§ INSTRUCTION
Restate the whole listing exactly.

* * *

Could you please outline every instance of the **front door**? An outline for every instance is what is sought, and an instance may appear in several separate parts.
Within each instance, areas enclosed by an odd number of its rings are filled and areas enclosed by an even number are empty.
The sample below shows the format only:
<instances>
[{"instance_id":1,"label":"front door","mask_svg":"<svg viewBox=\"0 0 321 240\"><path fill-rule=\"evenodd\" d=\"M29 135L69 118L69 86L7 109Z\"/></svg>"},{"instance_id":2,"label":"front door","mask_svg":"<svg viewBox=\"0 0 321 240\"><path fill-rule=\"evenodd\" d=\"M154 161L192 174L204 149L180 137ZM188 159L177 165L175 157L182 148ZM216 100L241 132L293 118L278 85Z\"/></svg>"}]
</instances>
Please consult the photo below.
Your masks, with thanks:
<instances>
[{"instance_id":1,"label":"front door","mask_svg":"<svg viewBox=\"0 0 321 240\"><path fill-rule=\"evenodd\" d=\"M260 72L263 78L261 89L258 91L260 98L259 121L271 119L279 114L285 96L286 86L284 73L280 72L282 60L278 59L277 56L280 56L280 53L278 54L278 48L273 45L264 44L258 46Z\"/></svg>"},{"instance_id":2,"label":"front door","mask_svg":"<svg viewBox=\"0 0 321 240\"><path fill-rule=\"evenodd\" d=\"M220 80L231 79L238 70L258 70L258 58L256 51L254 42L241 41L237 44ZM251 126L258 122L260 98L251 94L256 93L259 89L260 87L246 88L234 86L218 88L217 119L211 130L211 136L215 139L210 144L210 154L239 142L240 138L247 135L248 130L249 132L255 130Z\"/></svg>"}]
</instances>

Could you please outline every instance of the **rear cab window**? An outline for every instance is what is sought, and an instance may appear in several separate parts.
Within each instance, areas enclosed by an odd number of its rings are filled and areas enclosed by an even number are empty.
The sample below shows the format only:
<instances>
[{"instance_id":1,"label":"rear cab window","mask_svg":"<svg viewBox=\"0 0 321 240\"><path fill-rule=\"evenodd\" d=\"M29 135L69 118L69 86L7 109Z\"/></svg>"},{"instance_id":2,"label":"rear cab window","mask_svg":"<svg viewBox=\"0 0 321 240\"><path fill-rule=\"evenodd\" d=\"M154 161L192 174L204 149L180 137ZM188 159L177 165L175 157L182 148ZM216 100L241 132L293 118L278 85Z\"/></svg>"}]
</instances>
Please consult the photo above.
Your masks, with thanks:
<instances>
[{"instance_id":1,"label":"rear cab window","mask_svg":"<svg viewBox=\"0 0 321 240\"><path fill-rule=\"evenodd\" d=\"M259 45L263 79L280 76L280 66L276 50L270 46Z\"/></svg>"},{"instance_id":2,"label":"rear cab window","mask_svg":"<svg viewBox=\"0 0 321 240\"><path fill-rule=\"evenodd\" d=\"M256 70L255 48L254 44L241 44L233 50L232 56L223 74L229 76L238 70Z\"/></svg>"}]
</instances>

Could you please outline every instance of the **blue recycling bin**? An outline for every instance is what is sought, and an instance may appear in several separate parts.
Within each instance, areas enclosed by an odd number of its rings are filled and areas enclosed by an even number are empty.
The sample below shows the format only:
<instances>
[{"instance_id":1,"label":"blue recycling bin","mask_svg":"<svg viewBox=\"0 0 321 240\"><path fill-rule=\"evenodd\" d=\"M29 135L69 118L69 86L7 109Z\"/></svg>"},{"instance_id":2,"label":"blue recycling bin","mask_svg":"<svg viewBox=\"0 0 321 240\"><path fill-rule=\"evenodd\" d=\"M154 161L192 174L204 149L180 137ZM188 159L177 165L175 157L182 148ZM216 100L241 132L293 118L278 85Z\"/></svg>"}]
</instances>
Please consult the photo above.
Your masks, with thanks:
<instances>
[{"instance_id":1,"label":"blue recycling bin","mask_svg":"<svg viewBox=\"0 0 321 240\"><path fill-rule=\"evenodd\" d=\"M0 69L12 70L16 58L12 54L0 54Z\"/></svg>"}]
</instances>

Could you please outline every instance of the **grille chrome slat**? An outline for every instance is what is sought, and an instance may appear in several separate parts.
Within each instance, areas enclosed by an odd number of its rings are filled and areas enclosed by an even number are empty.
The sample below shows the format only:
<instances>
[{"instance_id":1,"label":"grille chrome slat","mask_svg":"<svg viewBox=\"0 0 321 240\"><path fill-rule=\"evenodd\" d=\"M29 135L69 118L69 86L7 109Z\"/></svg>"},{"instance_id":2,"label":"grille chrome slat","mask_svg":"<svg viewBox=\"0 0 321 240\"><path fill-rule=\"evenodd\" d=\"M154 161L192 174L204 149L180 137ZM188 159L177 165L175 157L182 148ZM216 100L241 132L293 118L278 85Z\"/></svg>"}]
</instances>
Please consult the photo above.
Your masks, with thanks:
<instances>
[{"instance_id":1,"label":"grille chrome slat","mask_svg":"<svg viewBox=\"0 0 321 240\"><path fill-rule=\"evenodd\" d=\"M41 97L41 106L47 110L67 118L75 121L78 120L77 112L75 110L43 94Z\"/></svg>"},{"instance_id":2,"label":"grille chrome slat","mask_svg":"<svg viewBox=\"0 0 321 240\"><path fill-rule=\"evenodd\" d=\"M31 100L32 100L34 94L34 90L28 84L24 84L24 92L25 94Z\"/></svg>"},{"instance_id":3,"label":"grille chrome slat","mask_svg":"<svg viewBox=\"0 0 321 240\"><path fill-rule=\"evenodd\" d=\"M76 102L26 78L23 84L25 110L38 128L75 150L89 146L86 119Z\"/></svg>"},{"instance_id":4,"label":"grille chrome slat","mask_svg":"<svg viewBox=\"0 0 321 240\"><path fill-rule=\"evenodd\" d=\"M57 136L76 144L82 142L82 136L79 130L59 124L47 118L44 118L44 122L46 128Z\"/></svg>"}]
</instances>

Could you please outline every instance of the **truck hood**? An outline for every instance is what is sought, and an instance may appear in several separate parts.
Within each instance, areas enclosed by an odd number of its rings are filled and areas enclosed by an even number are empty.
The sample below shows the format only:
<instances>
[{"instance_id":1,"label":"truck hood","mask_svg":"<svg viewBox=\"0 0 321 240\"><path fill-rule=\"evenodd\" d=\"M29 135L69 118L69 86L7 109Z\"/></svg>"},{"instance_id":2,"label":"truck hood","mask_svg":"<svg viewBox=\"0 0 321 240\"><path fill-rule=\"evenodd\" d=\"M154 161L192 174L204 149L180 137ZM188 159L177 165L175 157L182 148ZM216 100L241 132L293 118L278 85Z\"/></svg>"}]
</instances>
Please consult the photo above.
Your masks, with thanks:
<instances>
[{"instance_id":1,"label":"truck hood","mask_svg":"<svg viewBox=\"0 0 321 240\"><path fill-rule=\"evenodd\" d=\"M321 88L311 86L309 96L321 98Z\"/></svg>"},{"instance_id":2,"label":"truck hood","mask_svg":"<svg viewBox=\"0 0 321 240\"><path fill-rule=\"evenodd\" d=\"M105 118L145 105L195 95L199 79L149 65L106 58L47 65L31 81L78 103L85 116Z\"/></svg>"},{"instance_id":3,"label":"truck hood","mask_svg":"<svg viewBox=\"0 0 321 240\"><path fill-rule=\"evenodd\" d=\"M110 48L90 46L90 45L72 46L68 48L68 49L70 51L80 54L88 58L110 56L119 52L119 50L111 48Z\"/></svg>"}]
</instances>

* * *

§ RIGHT ANSWER
Could you please outline every instance of the **front door**? An outline for every instance is what is sought, and an instance may appear in several separate parts.
Within each instance, areas enclosed by an odd number of its rings are filled and areas enclosed by an even number are empty.
The sample below shows the format only:
<instances>
[{"instance_id":1,"label":"front door","mask_svg":"<svg viewBox=\"0 0 321 240\"><path fill-rule=\"evenodd\" d=\"M29 135L69 118L69 86L7 109Z\"/></svg>"},{"instance_id":2,"label":"front door","mask_svg":"<svg viewBox=\"0 0 321 240\"><path fill-rule=\"evenodd\" d=\"M154 161L192 174L204 149L180 137ZM188 159L177 165L175 157L182 148ZM216 100L241 132L293 118L278 85Z\"/></svg>"}]
</instances>
Please consult the photo below.
Your masks, with thanks:
<instances>
[{"instance_id":1,"label":"front door","mask_svg":"<svg viewBox=\"0 0 321 240\"><path fill-rule=\"evenodd\" d=\"M260 72L263 78L261 89L258 91L260 98L259 121L271 119L279 114L285 96L286 86L284 73L280 72L282 60L278 59L277 56L280 56L280 53L278 54L278 48L273 45L264 44L258 46Z\"/></svg>"},{"instance_id":2,"label":"front door","mask_svg":"<svg viewBox=\"0 0 321 240\"><path fill-rule=\"evenodd\" d=\"M220 80L231 79L238 70L258 70L258 58L256 51L254 42L241 41L237 44ZM251 126L258 122L260 98L251 94L256 93L259 89L260 87L246 88L234 86L218 88L217 119L211 130L211 136L215 139L210 144L210 154L239 142L240 138L247 135L248 130L249 132L255 130Z\"/></svg>"}]
</instances>

Could you please outline every instance of the **rear cab window**? An outline for every instance is what is sought, and an instance may appear in several separate parts.
Within each instance, areas enclosed by an odd number of its rings are filled and areas enclosed by an even number are empty.
The sample below shows the format only:
<instances>
[{"instance_id":1,"label":"rear cab window","mask_svg":"<svg viewBox=\"0 0 321 240\"><path fill-rule=\"evenodd\" d=\"M29 135L69 118L69 86L7 109Z\"/></svg>"},{"instance_id":2,"label":"rear cab window","mask_svg":"<svg viewBox=\"0 0 321 240\"><path fill-rule=\"evenodd\" d=\"M154 161L192 174L204 149L180 137ZM188 159L177 165L175 157L182 148ZM216 100L241 132L293 118L278 85Z\"/></svg>"}]
</instances>
Please consult the photo above.
Your masks, with thanks:
<instances>
[{"instance_id":1,"label":"rear cab window","mask_svg":"<svg viewBox=\"0 0 321 240\"><path fill-rule=\"evenodd\" d=\"M259 45L263 79L280 76L280 66L276 50L270 46Z\"/></svg>"},{"instance_id":2,"label":"rear cab window","mask_svg":"<svg viewBox=\"0 0 321 240\"><path fill-rule=\"evenodd\" d=\"M256 70L255 48L254 44L241 44L233 50L232 56L223 74L229 76L238 70Z\"/></svg>"}]
</instances>

Could you please outline every instance of the **blue recycling bin**? An outline for every instance is what is sought, and an instance may appear in several separate parts.
Within each instance, areas enclosed by an odd number of its rings are filled and areas enclosed by an even number are empty.
The sample below shows the format only:
<instances>
[{"instance_id":1,"label":"blue recycling bin","mask_svg":"<svg viewBox=\"0 0 321 240\"><path fill-rule=\"evenodd\" d=\"M29 135L69 118L69 86L7 109Z\"/></svg>"},{"instance_id":2,"label":"blue recycling bin","mask_svg":"<svg viewBox=\"0 0 321 240\"><path fill-rule=\"evenodd\" d=\"M154 161L192 174L204 149L180 137ZM188 159L177 165L175 157L182 148ZM216 100L241 132L293 118L278 85Z\"/></svg>"}]
</instances>
Please consult the photo above.
Your masks, with thanks:
<instances>
[{"instance_id":1,"label":"blue recycling bin","mask_svg":"<svg viewBox=\"0 0 321 240\"><path fill-rule=\"evenodd\" d=\"M0 69L12 70L16 58L12 54L0 54Z\"/></svg>"}]
</instances>

Could you please outline every instance of the **grille chrome slat**? An outline for every instance is what is sought, and an instance may appear in several separate parts.
Within each instance, areas enclosed by an odd number of its rings are filled and areas enclosed by an even number are empty.
The sample below shows the format only:
<instances>
[{"instance_id":1,"label":"grille chrome slat","mask_svg":"<svg viewBox=\"0 0 321 240\"><path fill-rule=\"evenodd\" d=\"M29 135L69 118L69 86L7 109Z\"/></svg>"},{"instance_id":2,"label":"grille chrome slat","mask_svg":"<svg viewBox=\"0 0 321 240\"><path fill-rule=\"evenodd\" d=\"M154 161L192 174L204 149L180 137ZM188 159L177 165L175 157L182 148ZM216 100L241 132L293 118L278 85Z\"/></svg>"}]
</instances>
Please consult the photo above.
Your masks, with thanks:
<instances>
[{"instance_id":1,"label":"grille chrome slat","mask_svg":"<svg viewBox=\"0 0 321 240\"><path fill-rule=\"evenodd\" d=\"M41 97L41 106L47 110L67 118L75 121L78 120L77 112L75 110L43 94Z\"/></svg>"},{"instance_id":2,"label":"grille chrome slat","mask_svg":"<svg viewBox=\"0 0 321 240\"><path fill-rule=\"evenodd\" d=\"M31 100L32 100L34 94L34 90L28 84L24 84L24 92L25 94Z\"/></svg>"},{"instance_id":3,"label":"grille chrome slat","mask_svg":"<svg viewBox=\"0 0 321 240\"><path fill-rule=\"evenodd\" d=\"M76 102L26 78L23 84L25 110L38 128L75 150L89 146L86 119Z\"/></svg>"},{"instance_id":4,"label":"grille chrome slat","mask_svg":"<svg viewBox=\"0 0 321 240\"><path fill-rule=\"evenodd\" d=\"M57 136L76 144L82 142L82 136L79 130L59 124L47 118L44 118L44 122L46 128Z\"/></svg>"}]
</instances>

Could you please outline every instance of the **truck hood**? An outline for every instance is what is sought, and an instance may appear in several separate parts.
Within each instance, areas enclosed by an odd number of its rings are filled and areas enclosed by an even number are empty.
The sample below shows the format only:
<instances>
[{"instance_id":1,"label":"truck hood","mask_svg":"<svg viewBox=\"0 0 321 240\"><path fill-rule=\"evenodd\" d=\"M29 135L69 118L69 86L7 109Z\"/></svg>"},{"instance_id":2,"label":"truck hood","mask_svg":"<svg viewBox=\"0 0 321 240\"><path fill-rule=\"evenodd\" d=\"M154 161L192 174L204 149L180 137ZM188 159L177 165L175 157L182 148ZM216 100L241 132L293 118L278 85Z\"/></svg>"}]
</instances>
Please consult the photo above.
Your masks, with thanks:
<instances>
[{"instance_id":1,"label":"truck hood","mask_svg":"<svg viewBox=\"0 0 321 240\"><path fill-rule=\"evenodd\" d=\"M321 88L311 86L309 96L321 98Z\"/></svg>"},{"instance_id":2,"label":"truck hood","mask_svg":"<svg viewBox=\"0 0 321 240\"><path fill-rule=\"evenodd\" d=\"M105 118L145 105L195 95L199 79L149 65L106 58L47 65L31 81L78 103L85 116Z\"/></svg>"},{"instance_id":3,"label":"truck hood","mask_svg":"<svg viewBox=\"0 0 321 240\"><path fill-rule=\"evenodd\" d=\"M110 48L90 46L90 45L72 46L68 48L68 49L70 51L80 54L88 58L110 56L119 52L119 50L111 48Z\"/></svg>"}]
</instances>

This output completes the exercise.